It’s not about getting wrecked or high.
It’s not about stumbling home at 5 am to the first signs of sun.
It’s not about being self-destructive, or wildly irresponsible, or deeply negligent or self-involved (well, maybe a little, tiny bit self-involved, but that’s okay).
I don’t know when “fun” became exclusive to being intoxicated by booze and drugs.
While being f*cked up can occasionally have fleeting feel-good moments, if being inebriated is the only way you know how to have fun – I feel truly sorry for you.
Getting buzzed off life has no wicked come down.
The truth is fun is a state of motherf*cking mind, kittens.
And contrary to popular belief, you can have a ball at your boring-as-f*ck job, when in a financial crisis, whilst healing a broken heart, while on a long line at the bank, even when doing your laundry and making your bed.
It just takes a little bit of imagination.
A spark of creativity, and a playful disposition – that’s all.
We all have an inner fun child within us begging, screaming to be set free.
Let her out to play.
She won’t f*ck you over, I promise.
Look, I still feel the bad feels from time to time.
I get hopelessly sad.
People sometimes hurt me.
But I’ve learned to find the beauty in feeling.
I don’t allow myself to go on a numb autopilot anymore.
Boredom has been exterminated from my life.
So, ladies and germs, I proudly present my thoughts and feelings as to why we NEED to have FUN all of the F*CKING TIME:
Because f*ck your rules.
It’s time we challenge the notion that fun is only reserved for certain, specific, static moments.
Just because society told us we should be miserable during our nine-to-five jobs doesn’t mean we have to listen.
Those who have decided we should dread going into work are deeply unhappy entities who are looking to drag us down with them.
F*ck that, and f*ck their rules.
Because we love to play characters.
I’ve had jobs I’ve sorely loathed. But I discovered how to make them gloriously fun without having to compromise the quality of the work.

→ DATASET EXTRACT:
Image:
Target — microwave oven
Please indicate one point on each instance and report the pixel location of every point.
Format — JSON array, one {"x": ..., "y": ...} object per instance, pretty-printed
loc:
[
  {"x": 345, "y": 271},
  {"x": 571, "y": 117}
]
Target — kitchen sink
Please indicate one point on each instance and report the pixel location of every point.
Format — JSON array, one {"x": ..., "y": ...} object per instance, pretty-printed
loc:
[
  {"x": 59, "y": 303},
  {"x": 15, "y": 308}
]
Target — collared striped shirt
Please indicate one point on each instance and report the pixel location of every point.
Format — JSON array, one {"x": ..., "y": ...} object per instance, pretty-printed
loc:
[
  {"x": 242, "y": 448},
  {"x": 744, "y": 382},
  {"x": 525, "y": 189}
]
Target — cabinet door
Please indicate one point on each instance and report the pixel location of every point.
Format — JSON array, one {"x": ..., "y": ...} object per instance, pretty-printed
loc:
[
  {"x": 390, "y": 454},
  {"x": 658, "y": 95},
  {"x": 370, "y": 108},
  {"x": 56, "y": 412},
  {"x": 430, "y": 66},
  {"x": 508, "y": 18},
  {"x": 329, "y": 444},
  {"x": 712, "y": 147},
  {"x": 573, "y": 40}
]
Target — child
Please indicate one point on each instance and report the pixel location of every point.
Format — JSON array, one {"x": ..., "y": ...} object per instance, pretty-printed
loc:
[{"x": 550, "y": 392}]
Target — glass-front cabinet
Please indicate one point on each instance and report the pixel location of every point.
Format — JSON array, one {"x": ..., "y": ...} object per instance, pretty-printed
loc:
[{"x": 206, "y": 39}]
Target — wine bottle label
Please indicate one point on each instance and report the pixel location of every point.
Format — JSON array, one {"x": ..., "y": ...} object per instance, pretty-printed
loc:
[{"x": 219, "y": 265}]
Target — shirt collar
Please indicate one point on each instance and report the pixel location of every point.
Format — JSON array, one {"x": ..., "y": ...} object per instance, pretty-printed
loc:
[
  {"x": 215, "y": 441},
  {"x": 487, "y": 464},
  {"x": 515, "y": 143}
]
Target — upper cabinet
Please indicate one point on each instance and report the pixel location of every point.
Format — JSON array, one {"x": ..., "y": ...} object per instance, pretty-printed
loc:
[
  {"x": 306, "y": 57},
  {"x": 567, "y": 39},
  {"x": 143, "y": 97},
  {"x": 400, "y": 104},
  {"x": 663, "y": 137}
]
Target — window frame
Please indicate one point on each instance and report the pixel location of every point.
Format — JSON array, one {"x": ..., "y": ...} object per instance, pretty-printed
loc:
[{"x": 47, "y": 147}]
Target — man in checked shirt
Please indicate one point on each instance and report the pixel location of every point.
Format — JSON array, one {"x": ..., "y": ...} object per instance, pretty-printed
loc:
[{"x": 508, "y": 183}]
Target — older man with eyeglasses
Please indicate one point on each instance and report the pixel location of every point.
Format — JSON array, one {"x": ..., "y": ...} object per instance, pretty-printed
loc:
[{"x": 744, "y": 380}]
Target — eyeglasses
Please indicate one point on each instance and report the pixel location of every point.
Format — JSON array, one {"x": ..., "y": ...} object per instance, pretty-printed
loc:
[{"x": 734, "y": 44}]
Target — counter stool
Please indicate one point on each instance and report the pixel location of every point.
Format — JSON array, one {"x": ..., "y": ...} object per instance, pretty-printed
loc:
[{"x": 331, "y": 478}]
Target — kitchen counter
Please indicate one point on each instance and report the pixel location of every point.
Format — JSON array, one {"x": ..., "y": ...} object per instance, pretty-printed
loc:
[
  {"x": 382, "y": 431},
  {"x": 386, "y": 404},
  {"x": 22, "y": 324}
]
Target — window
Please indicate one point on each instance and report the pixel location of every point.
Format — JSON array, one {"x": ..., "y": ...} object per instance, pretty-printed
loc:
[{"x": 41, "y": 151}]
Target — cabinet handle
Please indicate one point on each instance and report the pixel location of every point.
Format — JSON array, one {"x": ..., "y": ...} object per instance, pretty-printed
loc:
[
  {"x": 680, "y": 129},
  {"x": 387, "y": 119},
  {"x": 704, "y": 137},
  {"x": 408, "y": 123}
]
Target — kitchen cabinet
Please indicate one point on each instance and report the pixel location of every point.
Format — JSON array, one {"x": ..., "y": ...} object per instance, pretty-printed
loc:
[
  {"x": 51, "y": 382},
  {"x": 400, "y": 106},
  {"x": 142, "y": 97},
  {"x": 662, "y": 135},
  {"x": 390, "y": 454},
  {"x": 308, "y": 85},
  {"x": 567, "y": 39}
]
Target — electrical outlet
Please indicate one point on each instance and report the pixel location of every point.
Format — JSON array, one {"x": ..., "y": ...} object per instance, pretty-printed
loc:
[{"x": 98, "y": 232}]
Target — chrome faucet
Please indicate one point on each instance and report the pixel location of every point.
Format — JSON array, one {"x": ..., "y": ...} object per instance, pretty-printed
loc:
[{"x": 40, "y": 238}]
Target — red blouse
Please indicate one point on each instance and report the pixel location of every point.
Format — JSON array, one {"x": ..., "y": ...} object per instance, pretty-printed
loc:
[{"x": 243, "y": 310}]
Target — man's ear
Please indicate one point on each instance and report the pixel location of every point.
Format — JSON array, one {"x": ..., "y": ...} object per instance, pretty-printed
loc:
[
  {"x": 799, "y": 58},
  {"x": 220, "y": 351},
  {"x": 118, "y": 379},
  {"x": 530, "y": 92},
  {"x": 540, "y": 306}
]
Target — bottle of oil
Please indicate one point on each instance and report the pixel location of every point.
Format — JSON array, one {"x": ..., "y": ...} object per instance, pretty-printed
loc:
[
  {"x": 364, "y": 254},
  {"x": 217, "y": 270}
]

→ DESCRIPTION OF THE TASK: Write out the whole passage on having fun that appears above, word for word, without changing anything.

→ ANSWER TO THIS EXERCISE:
It’s not about getting wrecked or high.
It’s not about stumbling home at 5 am to the first signs of sun.
It’s not about being self-destructive, or wildly irresponsible, or deeply negligent or self-involved (well, maybe a little, tiny bit self-involved, but that’s okay).
I don’t know when “fun” became exclusive to being intoxicated by booze and drugs.
While being f*cked up can occasionally have fleeting feel-good moments, if being inebriated is the only way you know how to have fun – I feel truly sorry for you.
Getting buzzed off life has no wicked come down.
The truth is fun is a state of motherf*cking mind, kittens.
And contrary to popular belief, you can have a ball at your boring-as-f*ck job, when in a financial crisis, whilst healing a broken heart, while on a long line at the bank, even when doing your laundry and making your bed.
It just takes a little bit of imagination.
A spark of creativity, and a playful disposition – that’s all.
We all have an inner fun child within us begging, screaming to be set free.
Let her out to play.
She won’t f*ck you over, I promise.
Look, I still feel the bad feels from time to time.
I get hopelessly sad.
People sometimes hurt me.
But I’ve learned to find the beauty in feeling.
I don’t allow myself to go on a numb autopilot anymore.
Boredom has been exterminated from my life.
So, ladies and germs, I proudly present my thoughts and feelings as to why we NEED to have FUN all of the F*CKING TIME:
Because f*ck your rules.
It’s time we challenge the notion that fun is only reserved for certain, specific, static moments.
Just because society told us we should be miserable during our nine-to-five jobs doesn’t mean we have to listen.
Those who have decided we should dread going into work are deeply unhappy entities who are looking to drag us down with them.
F*ck that, and f*ck their rules.
Because we love to play characters.
I’ve had jobs I’ve sorely loathed. But I discovered how to make them gloriously fun without having to compromise the quality of the work.